INSTRUCTIONS TO FOLLOW:
Reproduce every line of the records below, requests included, but add 149 to each number in the answer point coordinates, leaving the requests and their sample points unchanged. Omit the pictures.

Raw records
»»

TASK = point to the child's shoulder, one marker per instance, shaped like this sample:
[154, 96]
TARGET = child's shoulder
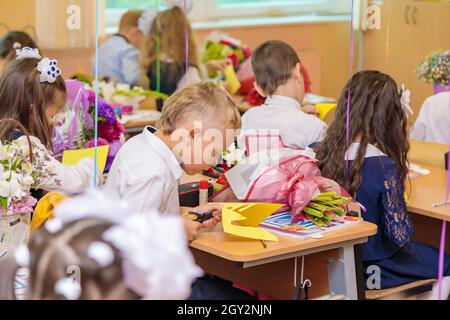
[381, 164]
[140, 155]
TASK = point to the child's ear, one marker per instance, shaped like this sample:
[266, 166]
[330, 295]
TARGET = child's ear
[259, 90]
[195, 132]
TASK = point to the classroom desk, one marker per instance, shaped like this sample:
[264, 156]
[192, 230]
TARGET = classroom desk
[244, 106]
[246, 261]
[426, 190]
[423, 192]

««

RESPONSE:
TASK = point to the child's shoulder, one marker per instance, shaped like this sample:
[154, 96]
TARGET = child's shoulder
[530, 313]
[289, 304]
TASK = point to the child's ear, one marker per instance, shaped like this sample:
[266, 166]
[330, 295]
TARGET = child's ear
[408, 239]
[344, 281]
TASK = point to the classroom desk, one marker per instance, shaped like this sample:
[264, 156]
[192, 230]
TARGET = classroom desk
[393, 255]
[395, 410]
[575, 339]
[572, 341]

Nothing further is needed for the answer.